- _Task directions_
Every line from the one containing "An instance may" to the one containing "Please answer as" in the records below, both included, must be set down exactly, and no other line.

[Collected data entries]
□ □ □ □ □

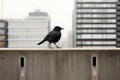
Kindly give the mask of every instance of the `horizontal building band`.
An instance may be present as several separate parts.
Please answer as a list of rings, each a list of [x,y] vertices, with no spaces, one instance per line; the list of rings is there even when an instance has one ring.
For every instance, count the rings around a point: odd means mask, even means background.
[[[116,11],[116,15],[118,15],[118,16],[119,16],[119,13],[120,13],[120,10],[117,10],[117,11]]]
[[[84,17],[84,16],[79,16],[79,17],[76,17],[76,19],[115,19],[116,20],[117,17]]]
[[[116,34],[116,32],[113,32],[113,33],[112,32],[111,33],[110,32],[109,33],[108,32],[104,32],[104,33],[103,32],[94,32],[94,33],[92,33],[92,32],[91,33],[82,32],[82,33],[77,33],[77,34]]]
[[[78,23],[77,22],[76,24],[116,24],[116,22],[109,22],[109,23],[108,22],[94,22],[94,23],[93,22],[90,22],[90,23],[87,23],[87,22],[84,22],[84,23],[83,22],[79,22]],[[120,23],[117,23],[117,24],[120,24]]]
[[[116,14],[116,12],[77,12],[77,14]]]
[[[117,20],[120,20],[120,17],[116,17],[117,18]]]
[[[77,17],[76,19],[116,19],[116,17]]]
[[[117,17],[120,17],[120,14],[119,14],[119,13],[117,13],[117,14],[116,14],[116,16],[117,16]]]
[[[116,39],[76,39],[77,41],[116,41]]]
[[[116,7],[77,7],[77,9],[116,9]]]
[[[98,29],[98,30],[100,30],[100,29],[101,29],[101,30],[104,30],[104,29],[105,29],[105,30],[110,30],[110,29],[114,30],[114,29],[115,29],[115,30],[116,30],[116,28],[85,28],[85,27],[84,27],[84,28],[76,28],[76,29],[92,29],[92,30],[93,30],[93,29]]]
[[[118,32],[120,32],[120,31],[117,31],[117,36],[119,36],[119,35],[120,35],[120,33],[118,33]]]
[[[116,24],[78,24],[77,28],[116,28]]]
[[[0,26],[0,29],[8,29],[8,28],[4,26]]]
[[[90,15],[81,15],[81,14],[79,14],[79,15],[77,15],[76,16],[76,18],[116,18],[116,17],[120,17],[120,16],[116,16],[115,14],[110,14],[110,15],[106,15],[106,14],[99,14],[99,15],[97,15],[97,14],[95,14],[95,16],[93,15],[93,16],[90,16]]]
[[[116,44],[116,41],[78,41],[77,44]]]
[[[120,12],[120,6],[117,6],[116,12]]]
[[[103,20],[103,19],[77,19],[77,22],[79,23],[103,23],[103,22],[107,22],[107,23],[116,23],[116,19],[107,19],[107,20]]]
[[[120,5],[120,2],[119,2],[119,1],[117,2],[117,5]]]
[[[6,33],[6,32],[5,32],[5,33],[0,32],[0,36],[1,36],[1,35],[7,36],[7,33]]]
[[[102,10],[103,10],[103,9],[102,9]],[[77,13],[80,13],[80,14],[81,14],[81,13],[85,13],[85,14],[86,14],[86,13],[87,13],[87,14],[89,14],[89,13],[92,14],[92,13],[93,13],[93,14],[97,14],[97,15],[98,15],[98,14],[104,14],[104,13],[105,13],[105,14],[108,14],[108,15],[110,15],[110,14],[116,15],[116,10],[115,10],[115,9],[114,9],[114,10],[113,10],[113,9],[109,9],[109,10],[107,9],[107,11],[106,11],[106,10],[102,11],[102,10],[92,10],[92,11],[91,11],[91,10],[79,9],[79,10],[77,10],[76,12],[77,12]],[[109,14],[109,13],[110,13],[110,14]],[[89,15],[90,15],[90,14],[89,14]],[[119,14],[119,12],[118,12],[118,14]]]
[[[117,19],[117,21],[116,22],[120,22],[120,19]]]
[[[117,25],[117,27],[119,27],[119,26],[120,26],[120,23],[119,23],[120,21],[116,21],[116,22],[117,22],[117,24],[116,24],[116,25]]]
[[[120,12],[120,9],[116,11],[116,13],[119,13]],[[117,14],[118,15],[118,14]]]
[[[116,29],[79,29],[77,33],[114,33]]]
[[[117,12],[117,15],[120,15],[120,12]]]
[[[0,36],[0,41],[7,41],[7,36]]]
[[[120,43],[120,40],[117,40],[117,42],[119,42],[119,43]]]
[[[0,40],[0,43],[6,43],[8,42],[7,40]]]
[[[96,26],[89,26],[89,27],[87,27],[87,26],[83,26],[83,25],[81,25],[81,26],[78,26],[77,28],[83,28],[83,29],[95,29],[95,28],[98,28],[98,27],[96,27]],[[76,29],[77,29],[76,28]],[[105,28],[105,30],[110,30],[110,29],[116,29],[116,27],[109,27],[109,26],[107,26],[107,27],[105,27],[105,26],[103,26],[102,28]],[[109,29],[110,28],[110,29]],[[99,30],[101,30],[100,28],[98,28]],[[103,29],[102,29],[103,30]]]
[[[116,14],[77,14],[76,17],[85,17],[85,18],[88,18],[88,17],[93,17],[93,18],[110,18],[110,17],[116,17]],[[118,16],[120,17],[120,16]]]
[[[77,23],[78,25],[76,27],[78,28],[116,28],[115,23]],[[82,24],[82,25],[81,25]]]
[[[81,34],[76,36],[77,39],[116,39],[115,34]]]
[[[117,44],[116,47],[120,47],[120,44]]]
[[[120,10],[120,6],[117,6],[116,9],[119,11]]]
[[[120,4],[117,4],[117,7],[120,7]]]
[[[117,24],[117,27],[119,27],[120,26],[120,24]]]
[[[120,28],[117,28],[116,30],[117,30],[117,31],[120,31]]]
[[[117,4],[117,2],[77,2],[77,4],[101,4],[102,5],[102,4]]]
[[[77,20],[77,23],[116,23],[116,20]]]
[[[77,44],[77,46],[116,46],[116,44]]]
[[[77,35],[76,38],[116,38],[116,34],[81,34],[81,35]]]
[[[119,40],[116,40],[117,41],[117,43],[120,43],[120,39]]]
[[[117,41],[120,42],[120,36],[119,35],[117,36]]]
[[[117,27],[117,28],[116,28],[116,30],[118,30],[118,31],[119,31],[119,30],[120,30],[120,27]],[[120,32],[118,32],[118,33],[120,33]]]
[[[92,36],[92,35],[91,35]],[[102,36],[102,35],[101,35]],[[98,37],[94,37],[94,38],[92,38],[92,37],[90,37],[90,38],[87,38],[87,36],[86,36],[86,38],[84,37],[84,38],[77,38],[77,39],[82,39],[82,40],[84,40],[84,39],[91,39],[91,41],[93,40],[93,39],[109,39],[108,37],[107,38],[104,38],[105,36],[103,35],[103,37],[100,37],[100,38],[98,38]],[[110,36],[110,38],[111,38],[111,36]],[[111,39],[116,39],[116,37],[112,37]],[[81,41],[82,41],[81,40]],[[89,41],[89,42],[91,42],[91,41]],[[85,41],[86,42],[86,41]],[[88,42],[88,41],[87,41]],[[115,41],[114,41],[115,42]],[[97,43],[97,44],[99,44],[99,43]],[[106,44],[107,44],[107,41],[106,41]]]
[[[0,36],[8,36],[8,34],[0,34]]]
[[[116,10],[118,10],[118,11],[120,10],[120,5],[117,5],[117,8],[116,8]]]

□ □ □ □ □

- _Answer to this exercise_
An instance may be present as several separate parts.
Please answer as a list of rings, each a list of [x,y] vertices, with no spaces, one instance per line; the list of rings is there even when an instance has one ring.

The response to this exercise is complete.